(ACTIVITIES):
1. Please set down the part of the butter post from "Another important component" to "rundown and fatigued.", word for word.
2. Answer these questions from the butter post:
(a) What was the title of the magazine cover story the writer read?
(b) In which decade did the writer first hear about the benefits of saturated fats?
(c) Which kind of butter does the post say has the highest nutrient density?
3. List every effect the butter post attributes to testosterone.

(SELECTED EXTRACT):
Recently, I read Time magazine’s cover story ‘Eat Butter’, a wonderful synopsis of how the demonization of fats has led us to worse health... and epidemic levels of diabetes! It’s great that this information is now getting out into the mainstream, and with the help of blogs and podcasts, is spreading rapidly. Butter is cool again… FINALLY!
I first heard about the beneficial impacts of saturated fats in the 1990s from Dr. Udo Erasmus during a lecture he gave at the University of British Colombia. However, what he outlined was in such contrast to the common low-fat diet dogma that colleagues and professors I spoke to were mostly skeptical.
Butter is critical for maintaining superior health and performance by providing short-chain fats (SCFAs) that serve many important roles in the body. SCFA’s support a healthy gut via their antimicrobial activity, killing off harmful bacteria, viruses, and other pathogens. They also provide instant energy for exercise, work, or daily activities WITHOUT significantly impacting blood sugar levels.
Another important component is cholesterol… YES, CHOLESTEROL! Cholesterol is a critical building block for sex hormones like testosterone that increases lean muscle, burns body-fat, improves cardiovascular health, and supports healthy mood. Studies show that athletes who are rundown from overtraining have low levels of testosterone and cortisol, the body’s stress hormone. When athletes consume a diet rich in healthy saturated fats these hormones return to normal levels, while those on low-fat diets stay rundown and fatigued.
Worried about butter’s impact on cholesterol? Rest easy… high levels of cholesterol DO NOT lead to increased risk of cardiovascular disease. Elevated blood sugar levels are the underlying problem for most people, and adding more fat to your meals will help improve blood sugar control.
All of this to say… it’s been a long time coming and I am overjoyed that healthy saturated fats – butter, ghee, coconut oil – are being recognized more readily as health promoting. Remember, GRASS-FED BUTTER has the highest nutrient density, so look for that on your grocery stores shelves. If you are in good health and active then eating butter with salt is perfectly fine. If you suffer from hypertension or have high belly-fat, then you should consider the unsalted type.
Butter is back! I will happily continue cooking my eggs and meat with it, and adding it on to my veggies. You should too!

(THE DATA):
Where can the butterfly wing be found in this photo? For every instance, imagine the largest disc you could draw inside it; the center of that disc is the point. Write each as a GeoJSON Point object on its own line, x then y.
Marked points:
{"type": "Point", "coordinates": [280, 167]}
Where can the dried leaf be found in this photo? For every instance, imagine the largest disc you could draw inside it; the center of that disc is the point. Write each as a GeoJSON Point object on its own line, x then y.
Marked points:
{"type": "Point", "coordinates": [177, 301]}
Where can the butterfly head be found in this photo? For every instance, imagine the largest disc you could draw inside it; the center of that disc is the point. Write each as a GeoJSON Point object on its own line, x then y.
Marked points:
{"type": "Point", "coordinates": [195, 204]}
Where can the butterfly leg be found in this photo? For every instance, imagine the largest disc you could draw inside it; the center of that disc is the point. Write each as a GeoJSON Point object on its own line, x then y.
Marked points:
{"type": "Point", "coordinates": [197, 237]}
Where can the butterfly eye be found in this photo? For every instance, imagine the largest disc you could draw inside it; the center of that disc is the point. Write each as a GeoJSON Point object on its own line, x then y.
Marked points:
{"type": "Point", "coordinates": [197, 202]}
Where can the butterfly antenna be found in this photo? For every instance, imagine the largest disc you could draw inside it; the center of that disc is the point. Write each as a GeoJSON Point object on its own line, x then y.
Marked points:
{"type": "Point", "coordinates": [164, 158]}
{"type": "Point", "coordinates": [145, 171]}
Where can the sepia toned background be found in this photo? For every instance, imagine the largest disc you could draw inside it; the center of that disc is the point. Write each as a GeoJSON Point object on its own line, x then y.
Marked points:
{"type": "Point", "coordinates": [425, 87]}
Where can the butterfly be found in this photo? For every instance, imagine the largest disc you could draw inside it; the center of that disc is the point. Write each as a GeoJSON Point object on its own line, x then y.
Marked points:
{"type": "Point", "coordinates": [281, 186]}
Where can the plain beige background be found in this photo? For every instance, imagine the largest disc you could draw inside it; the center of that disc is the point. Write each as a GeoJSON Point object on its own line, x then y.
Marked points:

(ANSWERS TO THE EXERCISE):
1.
Another important component is cholesterol… YES, CHOLESTEROL! Cholesterol is a critical building block for sex hormones like testosterone that increases lean muscle, burns body-fat, improves cardiovascular health, and supports healthy mood. Studies show that athletes who are rundown from overtraining have low levels of testosterone and cortisol, the body’s stress hormone. When athletes consume a diet rich in healthy saturated fats these hormones return to normal levels, while those on low-fat diets stay rundown and fatigued.

2.
(a) "Eat Butter"
(b) The 1990s
(c) Grass-fed butter

3.
- Increases lean muscle
- Burns body-fat
- Improves cardiovascular health
- Supports healthy mood